Reproduce the entries below exactly, but only from the line containing "Locate every instance of the skylight shaft" to the line containing "Locate every instance of the dayton", inclusive.

▶

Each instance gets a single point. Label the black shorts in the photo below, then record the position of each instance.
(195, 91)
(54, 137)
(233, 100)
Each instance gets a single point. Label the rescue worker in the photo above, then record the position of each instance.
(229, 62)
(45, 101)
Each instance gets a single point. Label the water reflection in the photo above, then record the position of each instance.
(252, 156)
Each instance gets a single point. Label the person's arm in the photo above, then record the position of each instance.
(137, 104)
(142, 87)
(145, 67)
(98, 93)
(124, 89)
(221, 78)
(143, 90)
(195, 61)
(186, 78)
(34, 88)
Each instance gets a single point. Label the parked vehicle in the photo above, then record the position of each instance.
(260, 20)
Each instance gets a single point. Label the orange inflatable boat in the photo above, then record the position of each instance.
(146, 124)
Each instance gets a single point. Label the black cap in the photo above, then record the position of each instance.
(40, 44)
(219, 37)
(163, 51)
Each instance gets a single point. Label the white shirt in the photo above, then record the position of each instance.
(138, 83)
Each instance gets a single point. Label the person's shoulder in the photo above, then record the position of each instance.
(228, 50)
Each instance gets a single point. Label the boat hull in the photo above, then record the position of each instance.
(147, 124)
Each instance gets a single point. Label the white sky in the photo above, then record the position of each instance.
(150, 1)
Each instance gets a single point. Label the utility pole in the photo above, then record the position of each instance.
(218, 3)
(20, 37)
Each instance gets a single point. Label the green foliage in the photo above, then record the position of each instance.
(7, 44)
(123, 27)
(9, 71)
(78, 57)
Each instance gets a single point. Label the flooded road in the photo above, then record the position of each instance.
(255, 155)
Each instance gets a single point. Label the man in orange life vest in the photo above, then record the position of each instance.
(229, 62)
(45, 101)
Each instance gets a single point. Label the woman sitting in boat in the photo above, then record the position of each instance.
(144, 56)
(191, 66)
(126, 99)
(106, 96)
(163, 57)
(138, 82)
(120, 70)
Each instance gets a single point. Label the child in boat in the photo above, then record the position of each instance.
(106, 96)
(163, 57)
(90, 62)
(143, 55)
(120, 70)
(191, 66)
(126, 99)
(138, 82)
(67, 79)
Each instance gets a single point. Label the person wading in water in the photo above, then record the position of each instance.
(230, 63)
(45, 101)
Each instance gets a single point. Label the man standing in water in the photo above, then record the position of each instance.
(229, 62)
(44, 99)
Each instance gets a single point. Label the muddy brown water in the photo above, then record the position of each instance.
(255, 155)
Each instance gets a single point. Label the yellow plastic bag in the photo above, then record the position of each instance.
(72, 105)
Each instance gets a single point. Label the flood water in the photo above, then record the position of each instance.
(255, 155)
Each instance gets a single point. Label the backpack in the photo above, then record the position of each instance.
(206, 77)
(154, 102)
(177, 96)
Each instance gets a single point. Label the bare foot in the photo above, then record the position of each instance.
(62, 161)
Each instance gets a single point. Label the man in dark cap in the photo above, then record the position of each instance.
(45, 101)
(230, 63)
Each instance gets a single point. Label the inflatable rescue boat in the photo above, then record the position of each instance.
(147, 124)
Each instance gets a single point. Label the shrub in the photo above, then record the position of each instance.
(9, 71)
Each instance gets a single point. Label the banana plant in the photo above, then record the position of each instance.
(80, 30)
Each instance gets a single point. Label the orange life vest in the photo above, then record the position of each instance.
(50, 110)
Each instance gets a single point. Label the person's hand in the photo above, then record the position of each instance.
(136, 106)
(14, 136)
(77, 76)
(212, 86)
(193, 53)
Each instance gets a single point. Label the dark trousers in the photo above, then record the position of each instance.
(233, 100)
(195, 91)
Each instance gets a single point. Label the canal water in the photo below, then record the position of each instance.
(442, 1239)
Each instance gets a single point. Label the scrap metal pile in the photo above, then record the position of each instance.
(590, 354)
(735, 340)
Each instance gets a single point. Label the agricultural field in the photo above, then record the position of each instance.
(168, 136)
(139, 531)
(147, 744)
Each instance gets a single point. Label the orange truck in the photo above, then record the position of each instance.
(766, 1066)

◀
▶

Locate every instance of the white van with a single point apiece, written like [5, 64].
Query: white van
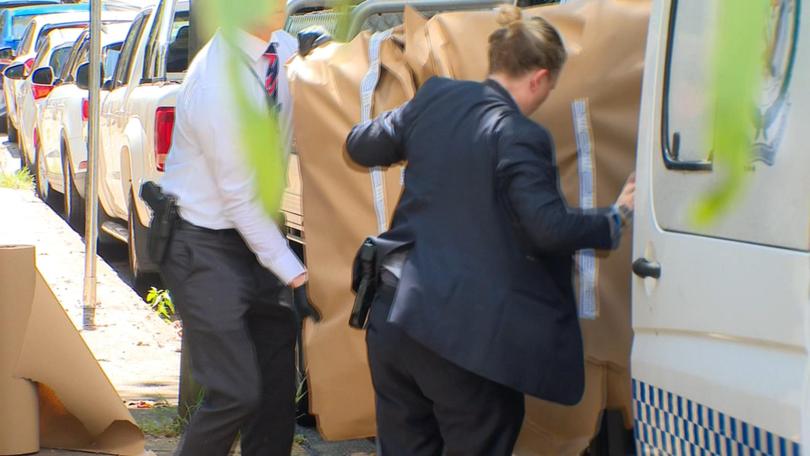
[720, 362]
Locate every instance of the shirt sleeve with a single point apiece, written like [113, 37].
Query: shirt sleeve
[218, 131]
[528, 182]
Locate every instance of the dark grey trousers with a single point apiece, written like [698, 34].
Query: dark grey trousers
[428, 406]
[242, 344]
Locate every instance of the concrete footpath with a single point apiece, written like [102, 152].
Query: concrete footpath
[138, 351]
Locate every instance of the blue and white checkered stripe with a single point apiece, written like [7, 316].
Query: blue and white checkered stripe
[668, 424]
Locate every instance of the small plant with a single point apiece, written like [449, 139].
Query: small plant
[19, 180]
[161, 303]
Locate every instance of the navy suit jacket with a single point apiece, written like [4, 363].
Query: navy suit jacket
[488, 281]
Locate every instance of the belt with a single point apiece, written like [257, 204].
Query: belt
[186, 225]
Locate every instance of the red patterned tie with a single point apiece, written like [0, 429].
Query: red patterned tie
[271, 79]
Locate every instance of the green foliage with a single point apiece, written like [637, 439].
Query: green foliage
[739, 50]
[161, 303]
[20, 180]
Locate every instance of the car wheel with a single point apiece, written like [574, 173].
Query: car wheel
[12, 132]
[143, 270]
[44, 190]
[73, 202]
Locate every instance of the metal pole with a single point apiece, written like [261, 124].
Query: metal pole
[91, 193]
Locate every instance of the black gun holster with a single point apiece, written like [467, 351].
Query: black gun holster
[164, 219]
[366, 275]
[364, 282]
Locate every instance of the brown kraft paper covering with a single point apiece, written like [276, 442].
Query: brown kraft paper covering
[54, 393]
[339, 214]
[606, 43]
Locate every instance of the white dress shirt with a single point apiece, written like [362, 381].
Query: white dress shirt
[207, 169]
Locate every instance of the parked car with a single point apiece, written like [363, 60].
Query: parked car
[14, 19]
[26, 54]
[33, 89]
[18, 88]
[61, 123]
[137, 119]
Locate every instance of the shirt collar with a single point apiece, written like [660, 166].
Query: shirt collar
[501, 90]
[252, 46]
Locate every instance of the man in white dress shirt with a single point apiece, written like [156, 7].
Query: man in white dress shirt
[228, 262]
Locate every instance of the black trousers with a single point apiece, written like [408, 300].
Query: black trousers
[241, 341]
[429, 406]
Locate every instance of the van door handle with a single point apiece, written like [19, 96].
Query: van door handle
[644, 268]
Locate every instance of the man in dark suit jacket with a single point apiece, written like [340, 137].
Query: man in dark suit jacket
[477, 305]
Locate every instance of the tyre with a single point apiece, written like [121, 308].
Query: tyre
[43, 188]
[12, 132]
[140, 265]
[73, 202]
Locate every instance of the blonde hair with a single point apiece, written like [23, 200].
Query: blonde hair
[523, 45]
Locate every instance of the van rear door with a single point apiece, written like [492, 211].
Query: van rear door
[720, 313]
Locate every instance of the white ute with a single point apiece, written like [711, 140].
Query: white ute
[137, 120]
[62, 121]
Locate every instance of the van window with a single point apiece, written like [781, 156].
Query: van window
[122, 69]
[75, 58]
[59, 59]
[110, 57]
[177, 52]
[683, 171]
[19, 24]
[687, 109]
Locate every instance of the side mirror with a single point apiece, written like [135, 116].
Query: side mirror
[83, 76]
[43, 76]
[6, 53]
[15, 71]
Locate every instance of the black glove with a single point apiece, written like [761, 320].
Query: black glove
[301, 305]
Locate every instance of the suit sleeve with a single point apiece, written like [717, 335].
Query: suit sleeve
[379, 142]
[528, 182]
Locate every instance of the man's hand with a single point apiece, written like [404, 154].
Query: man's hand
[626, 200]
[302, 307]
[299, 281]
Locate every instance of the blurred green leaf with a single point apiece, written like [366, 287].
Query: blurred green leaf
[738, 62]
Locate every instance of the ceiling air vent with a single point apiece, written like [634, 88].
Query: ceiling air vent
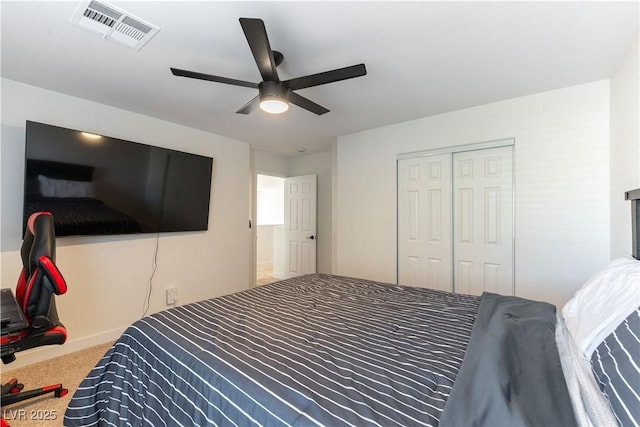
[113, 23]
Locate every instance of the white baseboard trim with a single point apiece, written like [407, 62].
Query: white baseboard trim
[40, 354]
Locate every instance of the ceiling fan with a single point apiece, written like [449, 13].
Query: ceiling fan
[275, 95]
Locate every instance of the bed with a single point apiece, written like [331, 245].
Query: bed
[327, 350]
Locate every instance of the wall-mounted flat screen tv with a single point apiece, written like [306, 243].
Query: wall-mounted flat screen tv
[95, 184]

◀
▶

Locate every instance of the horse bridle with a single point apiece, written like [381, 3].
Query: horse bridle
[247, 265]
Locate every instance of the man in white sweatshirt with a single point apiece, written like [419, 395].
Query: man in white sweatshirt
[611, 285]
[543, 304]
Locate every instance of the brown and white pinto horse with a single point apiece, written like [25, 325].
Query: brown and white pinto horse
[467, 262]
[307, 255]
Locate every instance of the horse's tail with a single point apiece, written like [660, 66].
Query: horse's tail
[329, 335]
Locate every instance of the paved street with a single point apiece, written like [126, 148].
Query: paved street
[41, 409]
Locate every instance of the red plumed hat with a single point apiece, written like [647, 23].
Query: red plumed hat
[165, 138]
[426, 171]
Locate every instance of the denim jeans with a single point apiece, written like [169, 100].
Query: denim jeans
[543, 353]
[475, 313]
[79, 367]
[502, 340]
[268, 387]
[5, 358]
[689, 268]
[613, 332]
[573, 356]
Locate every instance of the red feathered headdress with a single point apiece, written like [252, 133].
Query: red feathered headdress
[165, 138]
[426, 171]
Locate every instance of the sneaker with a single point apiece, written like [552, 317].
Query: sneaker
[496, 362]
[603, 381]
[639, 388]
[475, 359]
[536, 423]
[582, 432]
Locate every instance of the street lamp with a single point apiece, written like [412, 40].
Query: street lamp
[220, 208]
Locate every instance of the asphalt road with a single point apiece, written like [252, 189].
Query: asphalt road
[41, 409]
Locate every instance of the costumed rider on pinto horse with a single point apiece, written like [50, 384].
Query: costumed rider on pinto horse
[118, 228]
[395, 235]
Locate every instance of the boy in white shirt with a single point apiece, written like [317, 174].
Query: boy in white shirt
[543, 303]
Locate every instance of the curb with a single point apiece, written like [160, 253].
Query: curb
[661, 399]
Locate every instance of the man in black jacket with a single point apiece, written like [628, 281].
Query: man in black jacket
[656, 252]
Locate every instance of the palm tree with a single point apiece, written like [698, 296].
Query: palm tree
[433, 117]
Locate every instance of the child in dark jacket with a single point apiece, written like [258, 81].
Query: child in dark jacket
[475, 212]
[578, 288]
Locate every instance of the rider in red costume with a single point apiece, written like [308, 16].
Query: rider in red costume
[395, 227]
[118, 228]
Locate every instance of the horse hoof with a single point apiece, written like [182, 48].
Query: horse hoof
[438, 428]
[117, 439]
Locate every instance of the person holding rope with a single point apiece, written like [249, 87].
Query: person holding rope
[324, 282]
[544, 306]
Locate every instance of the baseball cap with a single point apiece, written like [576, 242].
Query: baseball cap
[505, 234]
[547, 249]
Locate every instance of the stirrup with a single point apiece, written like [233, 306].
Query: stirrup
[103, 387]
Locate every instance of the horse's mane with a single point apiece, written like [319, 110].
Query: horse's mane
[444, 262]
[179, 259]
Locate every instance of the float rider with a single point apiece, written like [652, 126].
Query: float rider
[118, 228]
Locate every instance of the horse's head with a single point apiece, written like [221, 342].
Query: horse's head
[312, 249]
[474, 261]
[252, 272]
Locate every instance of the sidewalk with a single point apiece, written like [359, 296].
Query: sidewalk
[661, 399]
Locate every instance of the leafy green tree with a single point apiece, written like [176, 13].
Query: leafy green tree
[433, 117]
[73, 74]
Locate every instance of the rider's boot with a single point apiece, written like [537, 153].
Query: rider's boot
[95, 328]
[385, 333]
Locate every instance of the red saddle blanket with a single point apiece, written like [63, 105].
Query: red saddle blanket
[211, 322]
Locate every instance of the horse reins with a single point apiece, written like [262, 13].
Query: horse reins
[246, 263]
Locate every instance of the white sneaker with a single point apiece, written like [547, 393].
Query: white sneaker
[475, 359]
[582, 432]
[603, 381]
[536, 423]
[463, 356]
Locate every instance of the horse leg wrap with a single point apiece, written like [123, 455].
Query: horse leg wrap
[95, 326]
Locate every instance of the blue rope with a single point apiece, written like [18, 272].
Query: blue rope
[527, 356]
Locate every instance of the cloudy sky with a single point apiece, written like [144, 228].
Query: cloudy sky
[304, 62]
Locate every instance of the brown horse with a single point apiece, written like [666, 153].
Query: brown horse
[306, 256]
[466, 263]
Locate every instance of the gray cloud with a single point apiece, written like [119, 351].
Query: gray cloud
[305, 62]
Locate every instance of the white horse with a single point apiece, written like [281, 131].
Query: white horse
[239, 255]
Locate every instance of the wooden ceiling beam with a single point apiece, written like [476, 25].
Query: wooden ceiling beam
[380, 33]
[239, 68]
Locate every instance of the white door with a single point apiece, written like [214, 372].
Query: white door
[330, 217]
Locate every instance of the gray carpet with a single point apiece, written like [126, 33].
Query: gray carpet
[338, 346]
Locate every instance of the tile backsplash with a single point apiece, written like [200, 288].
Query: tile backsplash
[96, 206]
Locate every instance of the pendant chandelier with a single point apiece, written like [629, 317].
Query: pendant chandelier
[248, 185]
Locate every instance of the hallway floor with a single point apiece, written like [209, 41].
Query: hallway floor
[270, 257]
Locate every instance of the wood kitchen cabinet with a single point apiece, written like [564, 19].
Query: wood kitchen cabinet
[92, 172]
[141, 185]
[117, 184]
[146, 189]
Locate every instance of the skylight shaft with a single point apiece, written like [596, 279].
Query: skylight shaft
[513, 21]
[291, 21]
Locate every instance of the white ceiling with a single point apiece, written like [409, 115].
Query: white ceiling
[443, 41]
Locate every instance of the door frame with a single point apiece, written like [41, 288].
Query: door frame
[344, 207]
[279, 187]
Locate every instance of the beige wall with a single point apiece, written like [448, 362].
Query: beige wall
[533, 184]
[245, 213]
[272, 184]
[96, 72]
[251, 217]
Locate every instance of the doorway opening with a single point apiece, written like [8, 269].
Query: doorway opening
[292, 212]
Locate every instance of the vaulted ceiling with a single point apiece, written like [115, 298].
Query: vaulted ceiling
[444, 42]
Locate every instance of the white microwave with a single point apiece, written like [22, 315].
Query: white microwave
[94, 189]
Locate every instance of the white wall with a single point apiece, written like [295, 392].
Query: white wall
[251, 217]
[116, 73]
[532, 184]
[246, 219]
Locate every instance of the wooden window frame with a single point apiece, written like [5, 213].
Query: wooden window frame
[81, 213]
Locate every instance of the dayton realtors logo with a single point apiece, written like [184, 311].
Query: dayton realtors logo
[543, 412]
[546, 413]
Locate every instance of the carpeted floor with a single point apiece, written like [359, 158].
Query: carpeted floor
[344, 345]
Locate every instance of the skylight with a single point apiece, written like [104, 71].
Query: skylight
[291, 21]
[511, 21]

◀

*COMPLETED EXERCISE*.
Locate every instance of the skylight shaft with a single point apiece, written like [596, 279].
Query: skylight shaft
[513, 21]
[291, 21]
Locate every instance of the white ceiling with a single point apiece, written like [409, 115].
Query: white ceiling
[443, 41]
Locate every instance of the door frame with a single point apiece, written like [41, 288].
Query: door frame
[344, 207]
[279, 187]
Locate every instance of the beige wall with a single point apiece, written like [448, 362].
Query: beige wall
[533, 184]
[245, 213]
[272, 184]
[96, 72]
[251, 217]
Locate every instance of the doorway opening with a single point apiece, written like [8, 269].
Query: doorway opening
[292, 212]
Locate every instance of the vaulted ceiling with a single point apiece, written like [115, 298].
Query: vaulted ceiling
[444, 42]
Locate every instance of the white microwave with a single point apiece, written like [22, 315].
Query: white microwave
[94, 189]
Locate every instance of the white wall with a single point apiece, written like [295, 392].
Query: white wall
[251, 217]
[116, 73]
[532, 184]
[246, 219]
Locate every instance of the wooden window frame with a single point apiece, written like [5, 213].
Query: wooden window frame
[81, 213]
Locate every instance of the dayton realtors logo with a single point apiece, written like [184, 311].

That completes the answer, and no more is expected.